▶ **TO DO**:
A - Decide whether each statement below agrees with the days of grace terminology entry, answering yes or no and quoting the words from the entry that settle it: (i) the entry defines days of grace as extra time allowed by law for paying a debt after its stated due date; (ii) three days of grace are added when determining the legal due date of notes payable on demand; (iii) the French context says the signer may pay the instrument on the third day after the due date.
B - Extend the days of grace terminology entry, picking up right after its final line.

TERMIUM Plus®

The Government of Canada’s terminology and linguistic data bank.

days of grace [3 records]

Record 1 2024-04-03

English

Subject field(s)
  • Banking
  • Accounting
  • Government Accounting
  • Negotiable Instruments (Commercial Law)
DEF

The extra time allowed by law for payment of a debt after its stated due date.

CONT

In determining the legal due date of all notes or bills, except notes payable on demand, three days of grace are added to the time of payment fixed by the note.

French

Domaine(s)
  • Banque
  • Comptabilité
  • Comptabilité publique
  • Effets de commerce (Droit)
DEF

Délai que la loi accorde à un débiteur pour régler une dette après son échéance.

CONT

les jours de grâce qui [...] accordent au signataire un délai en lui permettant de ne payer l'effet que le troisième jour après l'échéance.

▶ **DATASET EXCERPT**:
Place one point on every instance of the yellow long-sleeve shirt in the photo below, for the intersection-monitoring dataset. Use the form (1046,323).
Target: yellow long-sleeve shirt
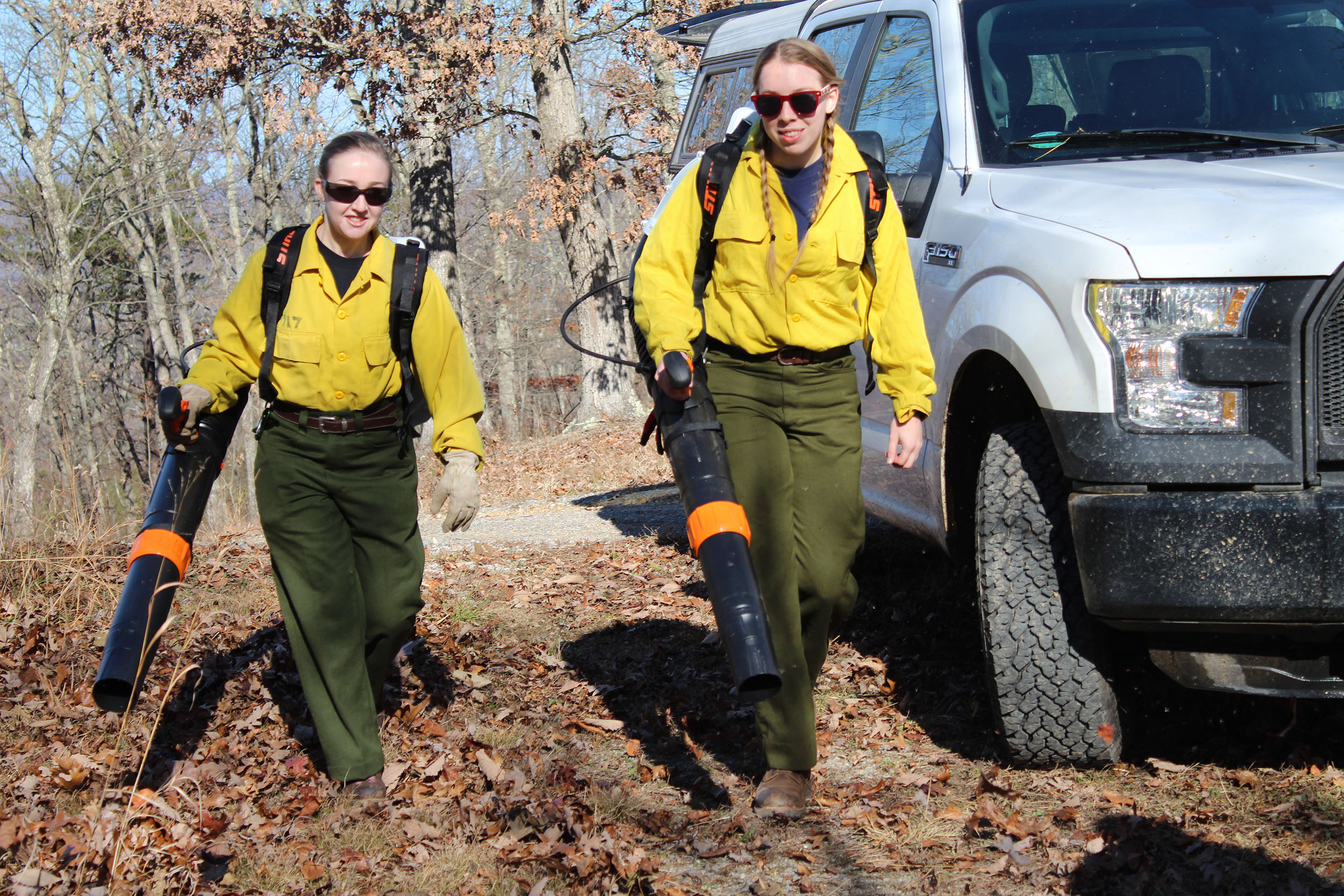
(823,303)
(335,354)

▶ **EXPECTED RESPONSES**:
A -
(i) Yes: "The extra time allowed by law for payment of a debt after its stated due date."
(ii) No: "In determining the legal due date of all notes or bills, except notes payable on demand, three days of grace are added to the time of payment fixed by the note."
(iii) Yes: "en lui permettant de ne payer l'effet que le troisième jour après l'échéance."

B -
OBS

Au Canada, ce délai est de trois jours pour les effets de commerce autres que ceux qui sont payables sur demande ou sur présentation.

Spanish

Save record 1

Record 2 2001-03-07

English

Subject field(s)
  • Life Insurance
  • Insurance
DEF

A specified time after a policy's premium payment is due, in which the protection of the policy continues subject to the actual receipt of premium within that time.

OBS

Days of grace: Term usually used in plural.

French

Domaine(s)
  • Assurance sur la vie
  • Assurances
DEF

Délai qui est accordé au titulaire d'un contrat d'assurance pour le paiement des primes venant à échéance et pendant lequel les garanties demeurent en vigueur.

OBS

Ce délai est habituellement de 30 ou 31 jours.

Spanish

Campo(s) temático(s)
  • Seguro de vida
  • Seguros
DEF

Período de tiempo durante el cual, aunque no esté cobrado el recibo de prima, surten efecto las garantías de la póliza en caso de siniestro.

Save record 2

Record 3 1999-11-23

English

Subject field(s)
  • Law of the Sea
  • War and Peace (International Law)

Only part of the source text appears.